* Selected excerpt
◆ ◆ ◆ ◆ ◆

And it’s not just Google. And the mergers that were waved through were waved through even when the firms in question explicitly said they were for anti-competitive purposes. So Mark Zuckerberg is a guy who’s never had a bad idea he didn’t put in writing, and this should nominally make it very easy to stop him from doing bad things.
Because this is a guy who’s got a folder on his desktop called "Mens Rea." When he was buying Instagram, his CFO sent him a memo and said, “Mark, why are we spending a billion dollars on a company with 12 employees?” And he said, “Well, I think you’ll find that people like Instagram better than Facebook. They leave Facebook, they go to Instagram, and they don’t come back. We should buy Instagram so that we can recapture those users.” This is a guy who also periodically and frequently put into writing his motto, It is better to buy than to compete.
So this goes in front of the Obama DOJ, and they’re like, We see nothing wrong with this. So this is like if he’d sent him an email that said, Bob, you know that guy we’re going to kill? For the record, I want you to know this is a murder. And as I type these words, I am premeditating it. And if you cannot stop a merger on that basis, you cannot stop any mergers. And so no one came down from a mount with two stone tablets and said, We’re going to let these companies buy each other.
Skopic
You mentioned that it’s a long-standing problem. It’s a bipartisan problem.
And you mentioned in your book that as you were writing it, Trump got elected for his second term and reshuffled a lot of things with antitrust policy, getting rid of [former Federal Trade Commission leader] Lina Khan. And then, of course, all the tech billionaires were there at his inauguration. You had Zuckerberg and his crew just lined up. So how much worse has it gotten since you wrote the book and since Trump came back?
Doctorow
It’s gotten much worse in America, I’ll tell you that much. So I predicted at the time, and I think I was right, that he would practice what I call boss politics antitrust.
So I don’t think Biden became an anti-corporate guy in 2020 after a lifetime in service of corporations, but I do think that the party had a faction—the Sanders-Warren wing—that was powerful enough that [Biden] had to give these appointments to good people in the competition brief. And what they did was they took a list of all the corporations in America that had violated antitrust law, which is pretty much all of them, and they sorted it by which companies were doing the worst things to Americans. And they started at the top.
Trump did the same thing, except he sorted it by the people who made him angriest, and they started at the top, and he has been a remarkably cheap date. So when he took office, Juniper and Cisco had proposed a $14 billion merger. That’s effectively all the industrial Wi-Fi access points, all the industrial networking stuff. So if you’re in an institutional building and you look at the ceiling, you’ll probably see a beige disk that’s doing your Wi-Fi; it’s probably either a Cisco or Juniper gadget.

◆ ◆ ◆ ◆ ◆

* Extracted entries
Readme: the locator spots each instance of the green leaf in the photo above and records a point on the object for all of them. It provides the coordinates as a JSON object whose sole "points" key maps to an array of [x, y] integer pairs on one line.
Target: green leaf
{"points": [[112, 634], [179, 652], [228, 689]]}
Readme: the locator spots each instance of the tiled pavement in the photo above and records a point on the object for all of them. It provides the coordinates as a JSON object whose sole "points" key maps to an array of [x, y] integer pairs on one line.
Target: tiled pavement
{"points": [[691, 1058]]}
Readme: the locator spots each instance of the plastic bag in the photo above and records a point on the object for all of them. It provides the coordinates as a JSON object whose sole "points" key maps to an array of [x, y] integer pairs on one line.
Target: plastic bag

◆ ◆ ◆ ◆ ◆

* Assignment
Reproduce the passage of the antitrust interview between "And you mentioned" and "boss politics antitrust.", inclusive, word for word.

* Expected output
And you mentioned in your book that as you were writing it, Trump got elected for his second term and reshuffled a lot of things with antitrust policy, getting rid of [former Federal Trade Commission leader] Lina Khan. And then, of course, all the tech billionaires were there at his inauguration. You had Zuckerberg and his crew just lined up. So how much worse has it gotten since you wrote the book and since Trump came back?
Doctorow
It’s gotten much worse in America, I’ll tell you that much. So I predicted at the time, and I think I was right, that he would practice what I call boss politics antitrust.